▶ **WHAT TO DO**: Copy the text on outlier bands from the expanding mean and standard deviation word for word, from start to finish.

▶ **EXCERPTED TEXT**:
This technique only captures a small subset of the anomalies. There are at least two problems with it:
 - This technique ignores the trend and therefore creates very wide bands around the data, which ignores a lot of anomalies.
 - Since the mean is not robust to anomalies, it failes to detect many of them as anomalies are averaged into the mean.

## Expanding Mean and Standard Deviation<a class="anchor" id="exp_std"></a>

[Back to Table of Contents](#toc)

A second way we are currently identifying outliers is by tagging data points that are n standard deviation away from the _expanding_ mean of the dataset:

In [61]:
def generate_expanding_std_envelope(df, z, value_col):
    df = df.copy()
    exp = df[value_col].expanding()
    mu = exp.mean()
    sigma = exp.std()
    df['Mean'] = mu
    df['Hi'] = mu + z * sigma
    df['Low'] = mu - z * sigma
    return df

In [62]:
z=4
value_col='Value'
df_expanding = generate_expanding_std_envelope(df_w_outliers, z, value_col)

In [63]:
dataset = go.Scatter(x=df_expanding.Date, y=df_expanding.Value, name='Returns')
hi = go.Scatter(x=df_expanding.Date, y=df_expanding.Hi, name='Expanding Upper Band', fill='tonexty', line=dict(color='rgb(220,220,220)'))
mean = go.Scatter(x=df_expanding.Date, y=df_expanding.Mean, name='Expanding Average', line=dict(color='rgb(150, 0, 0)'))
low = go.Scatter(x=df_expanding.Date, y=df_expanding.Low, name='Expanding Lower Band', fill=None, line=dict(color='rgb(220,220,220)'))
ourliers = go.Scatter(x=df_expanding[df_expanding.Outlier].Date, 
                      y=df_expanding[df_expanding.Outlier].Value, 
                      mode='markers',
                      name='Ourliers')

▶ **PROVIDED RECORDS**:
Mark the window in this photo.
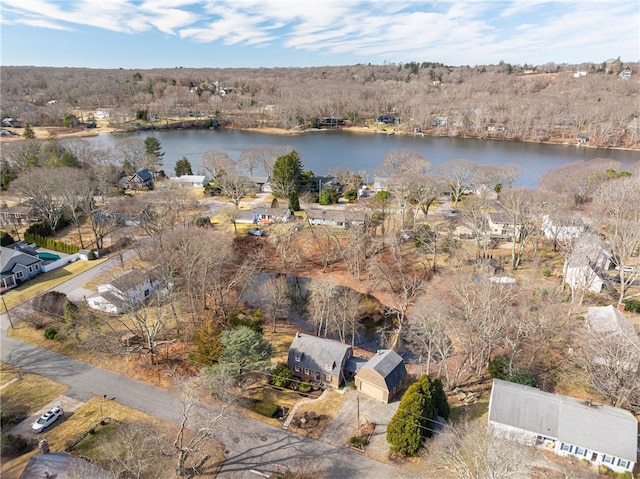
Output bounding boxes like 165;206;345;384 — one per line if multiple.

---

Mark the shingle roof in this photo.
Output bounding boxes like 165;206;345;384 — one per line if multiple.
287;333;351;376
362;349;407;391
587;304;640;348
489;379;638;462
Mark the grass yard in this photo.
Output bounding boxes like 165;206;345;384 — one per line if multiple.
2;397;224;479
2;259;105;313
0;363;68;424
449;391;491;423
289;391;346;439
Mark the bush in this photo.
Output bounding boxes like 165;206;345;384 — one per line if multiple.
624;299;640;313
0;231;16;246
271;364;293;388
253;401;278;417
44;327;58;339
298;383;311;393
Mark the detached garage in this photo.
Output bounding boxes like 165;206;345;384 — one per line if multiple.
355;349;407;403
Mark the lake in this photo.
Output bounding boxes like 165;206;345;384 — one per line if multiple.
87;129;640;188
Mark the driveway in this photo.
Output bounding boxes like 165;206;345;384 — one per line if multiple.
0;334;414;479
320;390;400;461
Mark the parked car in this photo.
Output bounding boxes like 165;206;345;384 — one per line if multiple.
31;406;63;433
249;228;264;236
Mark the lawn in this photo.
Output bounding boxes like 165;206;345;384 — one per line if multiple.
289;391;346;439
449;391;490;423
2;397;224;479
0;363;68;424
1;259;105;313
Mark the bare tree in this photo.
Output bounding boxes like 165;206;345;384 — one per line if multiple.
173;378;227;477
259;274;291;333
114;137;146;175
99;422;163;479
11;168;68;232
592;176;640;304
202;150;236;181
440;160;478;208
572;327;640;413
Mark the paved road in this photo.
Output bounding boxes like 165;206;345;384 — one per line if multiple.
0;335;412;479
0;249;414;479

▶ **RESPONSE TO THIS TASK**:
This technique only captures a small subset of the anomalies. There are at least two problems with it:
 - This technique ignores the trend and therefore creates very wide bands around the data, which ignores a lot of anomalies.
 - Since the mean is not robust to anomalies, it failes to detect many of them as anomalies are averaged into the mean.

## Expanding Mean and Standard Deviation<a class="anchor" id="exp_std"></a>

[Back to Table of Contents](#toc)

A second way we are currently identifying outliers is by tagging data points that are n standard deviation away from the _expanding_ mean of the dataset:

In [61]:
def generate_expanding_std_envelope(df, z, value_col):
    df = df.copy()
    exp = df[value_col].expanding()
    mu = exp.mean()
    sigma = exp.std()
    df['Mean'] = mu
    df['Hi'] = mu + z * sigma
    df['Low'] = mu - z * sigma
    return df

In [62]:
z=4
value_col='Value'
df_expanding = generate_expanding_std_envelope(df_w_outliers, z, value_col)

In [63]:
dataset = go.Scatter(x=df_expanding.Date, y=df_expanding.Value, name='Returns')
hi = go.Scatter(x=df_expanding.Date, y=df_expanding.Hi, name='Expanding Upper Band', fill='tonexty', line=dict(color='rgb(220,220,220)'))
mean = go.Scatter(x=df_expanding.Date, y=df_expanding.Mean, name='Expanding Average', line=dict(color='rgb(150, 0, 0)'))
low = go.Scatter(x=df_expanding.Date, y=df_expanding.Low, name='Expanding Lower Band', fill=None, line=dict(color='rgb(220,220,220)'))
ourliers = go.Scatter(x=df_expanding[df_expanding.Outlier].Date, 
                      y=df_expanding[df_expanding.Outlier].Value, 
                      mode='markers',
                      name='Ourliers')